-------- GIVEN RECORDS

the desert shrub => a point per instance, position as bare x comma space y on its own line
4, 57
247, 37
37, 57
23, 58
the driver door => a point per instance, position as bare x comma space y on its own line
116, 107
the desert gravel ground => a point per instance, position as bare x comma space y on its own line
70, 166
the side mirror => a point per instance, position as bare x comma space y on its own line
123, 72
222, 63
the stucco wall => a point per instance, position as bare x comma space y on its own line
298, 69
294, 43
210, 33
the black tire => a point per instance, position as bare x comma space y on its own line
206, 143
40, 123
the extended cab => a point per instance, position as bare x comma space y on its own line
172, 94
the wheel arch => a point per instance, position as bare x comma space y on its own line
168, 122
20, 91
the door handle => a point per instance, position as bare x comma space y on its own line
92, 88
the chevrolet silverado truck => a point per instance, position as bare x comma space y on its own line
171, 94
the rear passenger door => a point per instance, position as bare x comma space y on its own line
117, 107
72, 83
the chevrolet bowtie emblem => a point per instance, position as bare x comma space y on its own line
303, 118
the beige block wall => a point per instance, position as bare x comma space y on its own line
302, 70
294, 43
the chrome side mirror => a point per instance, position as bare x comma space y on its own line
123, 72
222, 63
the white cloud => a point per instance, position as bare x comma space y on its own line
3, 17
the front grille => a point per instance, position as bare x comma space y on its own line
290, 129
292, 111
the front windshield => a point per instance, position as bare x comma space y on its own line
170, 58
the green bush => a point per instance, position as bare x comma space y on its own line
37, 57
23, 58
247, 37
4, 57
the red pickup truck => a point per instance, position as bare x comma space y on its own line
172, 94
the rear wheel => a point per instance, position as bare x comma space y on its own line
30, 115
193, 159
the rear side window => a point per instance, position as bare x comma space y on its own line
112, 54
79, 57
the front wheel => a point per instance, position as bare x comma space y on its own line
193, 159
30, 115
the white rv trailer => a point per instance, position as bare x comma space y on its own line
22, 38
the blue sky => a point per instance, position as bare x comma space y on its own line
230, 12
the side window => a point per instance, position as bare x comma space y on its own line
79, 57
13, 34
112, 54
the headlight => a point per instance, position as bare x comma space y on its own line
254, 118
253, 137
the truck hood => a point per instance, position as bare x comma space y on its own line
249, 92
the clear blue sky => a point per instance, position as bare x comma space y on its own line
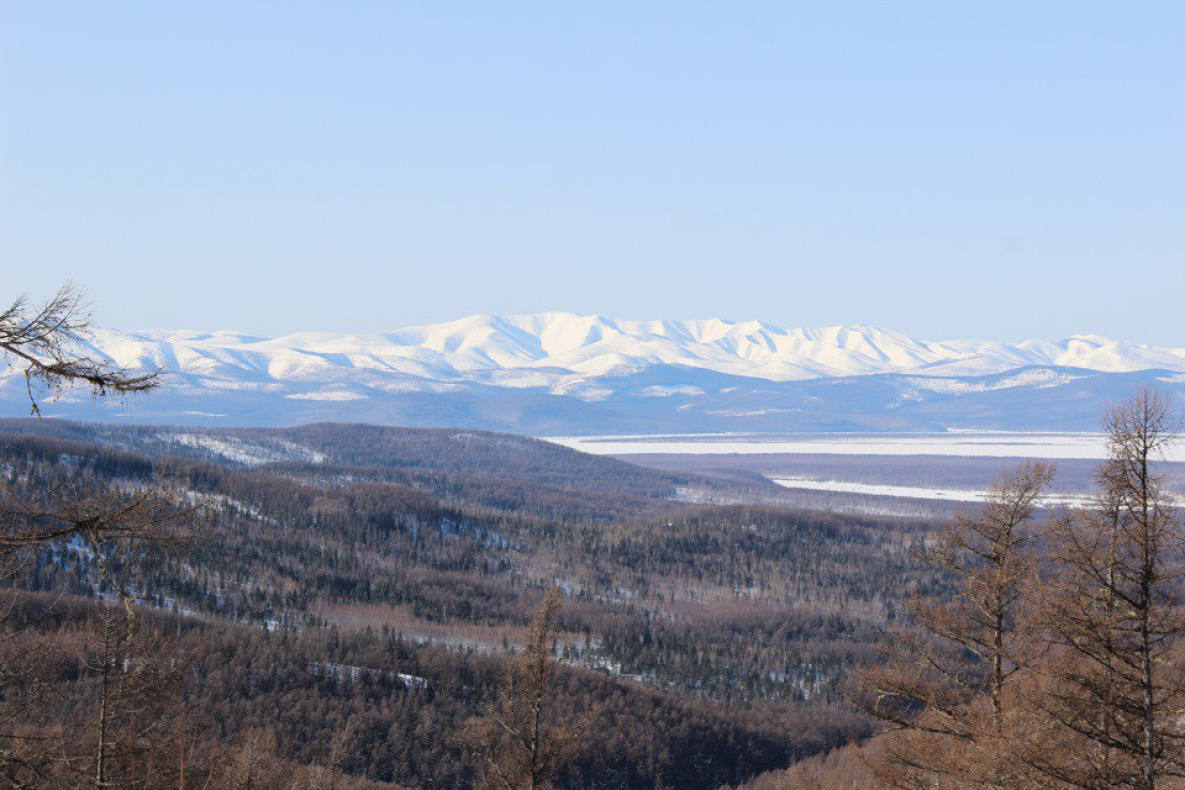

----------------

__PROBLEM__: What is needed is an exact reprint of every entry, pictures excluded.

__WORKED SOLUTION__:
the desert shrub => a point per instance, position as bare x comma space y on its own line
4, 57
247, 37
37, 57
23, 58
the driver door => a point per instance, position as bare x comma space y on its own line
116, 107
the desert gravel ground => a point per instance, position as bare x comma space y on its own line
70, 166
the side mirror => a point per instance, position as bare x comma space y on its own line
123, 72
222, 63
the stucco wall => a point per instance, position as bare x comma space y on its own line
298, 69
294, 43
210, 33
the black tire => a point per instance, position as bare x comma space y on its own line
206, 143
40, 123
the extended cab => a point per instance, position as bare x comma space y on its own line
172, 94
the wheel arch => a point per instance, position as bare x comma space y on its own line
168, 122
20, 91
the door handle => a point per instance, position as bare x comma space y on its own line
92, 88
the chevrolet silverado truck => a point per instance, position as bare x comma space y on its own line
171, 94
the rear passenger door => a point per instance, position as bare x comma space y on its own line
117, 107
72, 83
the chevrolet bowtie emblem => a point per instance, position as bare x comma space y on its own line
303, 118
the beige block wall => a point per instance, position as bare x comma space y on its own line
302, 70
294, 43
the chrome side mirror => a point per instance, position as bare x comma space y on its own line
123, 72
222, 63
the white cloud => a point per instance, position as bare x comma space y on its own line
3, 17
the front grille => a point per instance, position as bare x comma space y on its own line
290, 129
292, 111
the front windshield => a point per instance, position as bare x comma space y on its own line
170, 58
the green bush => a point per instance, position as bare x comma space y on its own line
37, 57
23, 58
247, 37
4, 57
the red pickup truck => a point per instance, position as bare x comma space y on its own line
172, 94
the rear wheel => a point per instance, position as bare x comma space y on its own line
30, 115
193, 159
the rear side window => a point per instance, position as bare x comma space y on its own line
112, 54
79, 57
the front wheel => a point per instance, position as bare x comma space y on its own line
193, 159
30, 115
the white rv trailer => a point per instance, position as bare x comma space y on its own line
22, 38
the blue sky => a point per instance, position as bare x comma space y on its own line
230, 12
the side window => a point per instance, position as bare x comma space y on its own line
79, 57
13, 34
112, 54
the headlight => a point per instance, position as bare x comma space y on its own line
254, 118
253, 137
the truck hood => a point per instance, position as bare x comma space y on its own line
249, 92
the clear blue sky => a point per instance, position as bare x comma space y on its own line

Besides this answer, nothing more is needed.